Job 1: Copy from the fast-math discussion below, word for word, the stretch that begins at the words "Switching mode in" and stops after the words "not support it.".
Job 2:
Answer from the fast-math discussion below:
(a) Which pragma does GCC provide for switching optimization mode?
(b) Which two compilers do not remove `isnan` in fast math mode?
(c) Whose solution is described as the best one?

Passage:
■ ■ ■ ■ ■

It is a common way to explain problems with -ffinite-math-only by user
ignorance. However user misunderstandings and complaints may indicate a flaw in
compiler implementation, which I believe we have in this case.

Using NaN as sentinels is a natural way when you cannot spend extra memory for
keeping flags for each item, spend extra cycles to read that flag and do not
want to pollute cache. It does not depend on reading documentation or writing
the code from scratch. It is simply the best solution for storing data. If
performance of the data processing is critical, -ffast-math is a good solution.
This is a fairly legitimate use case. The fact that the compiler does not allow
it is a compiler drawback.

To me, I think Mehdi had the best solution: The algorithm that is the
bottleneck, and experiences the huge speedup using fast-math should be separated
into its own source file. This source file, and only this source file should be
compiled with fast-math. The outer driver loop should not be compiled with fast
math. This solution is clean, (probably) easy, and doesn't require a change
in the compiler.

It is a workaround, it works in some cases but does not in others. ML kernel
often is a single translation unit, there may be no such thing as linker for
that processor. At the same time it is computation intensive and using fast-math
in it may be very profitable.

Switching mode in a single TU seems valuable, but could this be handled with
pragmas or function attributes instead?

GCC allows it by using `#pragma GCC optimize()`, but clang does not support it.
No suitable function attribute exists for that.

Right, I know that clang does not support it, but it could :)
So since we're looking at what provides the best user-experience: isn't
that it? Shouldn't we look into providing this level of granularity?
(whether function-level or finer grain)

Changing the compiler is hard, affects everybody who uses the compiler, and
creates inconsistency in behavior between clang and gcc (and msvc with
/fp:fast), and clang and old versions of clang.

ICC and MSVC do not remove `isnan` in fast math mode. If `isnan` is implemented
in libc, it is also a real check. Actually removing `isnan` creates
inconsistency.

The behavior of fast-math with respect to NaN is consistent across the
mainstream c/c++ compilers: no promises are made, users should not assume that
they can use it for anything. Changing it now would create a major portability
issue for user codebases, which in and of itself is a very strong reason to not
make this change.

Removing `isnan` is only an optimization, it does not intend to change
semantics. So it cannot create portability issues. Quite the contrary, it helps
portability by making behavior consistent between compilers and libc
implementations. The only possible issue is performance loss, this is discussed
above, it is an unlikely case. Anyway, if such loss exists and it is absolutely
intolerable for a user, a hack with redefinition of `isnan` restores the
previous code generation.

If the behavior is confusing to users, that's because it's poorly
explained.

What is confusing? That the explicitly written call to a function is not
removed? According to user feedback it is the silent removal of `isnan` that
confuses users.

■ ■ ■ ■ ■

Records supplied:
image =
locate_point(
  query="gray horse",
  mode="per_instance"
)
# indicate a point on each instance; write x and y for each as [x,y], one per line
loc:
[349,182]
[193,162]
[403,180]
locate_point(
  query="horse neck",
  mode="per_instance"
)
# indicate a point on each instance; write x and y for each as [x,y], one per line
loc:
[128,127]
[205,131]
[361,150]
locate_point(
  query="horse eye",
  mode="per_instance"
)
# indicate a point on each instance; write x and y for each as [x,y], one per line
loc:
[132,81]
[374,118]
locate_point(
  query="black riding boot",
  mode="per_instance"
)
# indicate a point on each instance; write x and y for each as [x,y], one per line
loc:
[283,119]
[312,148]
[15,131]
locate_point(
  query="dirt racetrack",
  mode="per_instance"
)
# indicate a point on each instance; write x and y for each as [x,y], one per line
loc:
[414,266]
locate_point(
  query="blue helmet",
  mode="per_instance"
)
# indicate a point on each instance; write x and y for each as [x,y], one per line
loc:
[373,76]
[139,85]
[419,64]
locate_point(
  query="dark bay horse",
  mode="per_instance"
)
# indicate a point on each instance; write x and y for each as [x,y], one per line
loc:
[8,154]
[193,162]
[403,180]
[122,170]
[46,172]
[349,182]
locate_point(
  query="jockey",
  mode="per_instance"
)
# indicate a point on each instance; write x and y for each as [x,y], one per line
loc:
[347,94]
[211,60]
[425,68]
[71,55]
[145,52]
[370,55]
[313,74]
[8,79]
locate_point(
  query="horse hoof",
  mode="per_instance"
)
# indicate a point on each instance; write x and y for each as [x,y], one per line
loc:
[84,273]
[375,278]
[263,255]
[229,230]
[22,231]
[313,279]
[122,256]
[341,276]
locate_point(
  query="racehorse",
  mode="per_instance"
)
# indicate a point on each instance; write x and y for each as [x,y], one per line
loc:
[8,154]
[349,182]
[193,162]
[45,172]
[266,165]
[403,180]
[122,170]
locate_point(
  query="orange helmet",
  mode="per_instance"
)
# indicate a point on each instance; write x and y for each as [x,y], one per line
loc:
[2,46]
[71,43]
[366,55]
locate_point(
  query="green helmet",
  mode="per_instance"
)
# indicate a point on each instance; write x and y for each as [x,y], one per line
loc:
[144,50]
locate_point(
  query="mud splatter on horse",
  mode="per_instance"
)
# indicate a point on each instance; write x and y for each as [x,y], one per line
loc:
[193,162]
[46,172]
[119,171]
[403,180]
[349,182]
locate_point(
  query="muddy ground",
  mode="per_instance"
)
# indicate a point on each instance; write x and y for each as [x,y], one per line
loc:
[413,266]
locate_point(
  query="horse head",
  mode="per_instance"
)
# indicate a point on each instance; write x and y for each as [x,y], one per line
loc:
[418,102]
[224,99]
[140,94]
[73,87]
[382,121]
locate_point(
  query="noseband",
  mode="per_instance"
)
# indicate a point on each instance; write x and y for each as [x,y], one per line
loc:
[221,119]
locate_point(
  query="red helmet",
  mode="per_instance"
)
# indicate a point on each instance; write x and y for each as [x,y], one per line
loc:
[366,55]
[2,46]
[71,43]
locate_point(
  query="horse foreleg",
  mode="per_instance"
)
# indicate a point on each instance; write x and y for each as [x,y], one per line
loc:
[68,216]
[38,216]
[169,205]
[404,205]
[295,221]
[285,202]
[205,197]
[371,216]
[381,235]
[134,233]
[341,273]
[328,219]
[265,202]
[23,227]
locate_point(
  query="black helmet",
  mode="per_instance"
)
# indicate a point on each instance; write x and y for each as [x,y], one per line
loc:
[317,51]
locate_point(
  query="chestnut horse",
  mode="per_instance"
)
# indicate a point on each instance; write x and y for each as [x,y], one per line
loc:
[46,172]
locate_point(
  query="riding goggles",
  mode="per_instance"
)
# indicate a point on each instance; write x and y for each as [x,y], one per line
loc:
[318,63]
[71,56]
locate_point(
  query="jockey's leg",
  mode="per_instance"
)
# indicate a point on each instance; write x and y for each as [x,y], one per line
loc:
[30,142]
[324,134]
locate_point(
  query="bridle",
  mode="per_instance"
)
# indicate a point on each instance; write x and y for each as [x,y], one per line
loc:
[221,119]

■ ■ ■ ■ ■

Full output 1:
Switching mode in a single TU seems valuable, but could this be handled with
pragmas or function attributes instead?

GCC allows it by using `#pragma GCC optimize()`, but clang does not support it.

Full output 2:
(a) `#pragma GCC optimize()`
(b) ICC and MSVC
(c) Mehdi's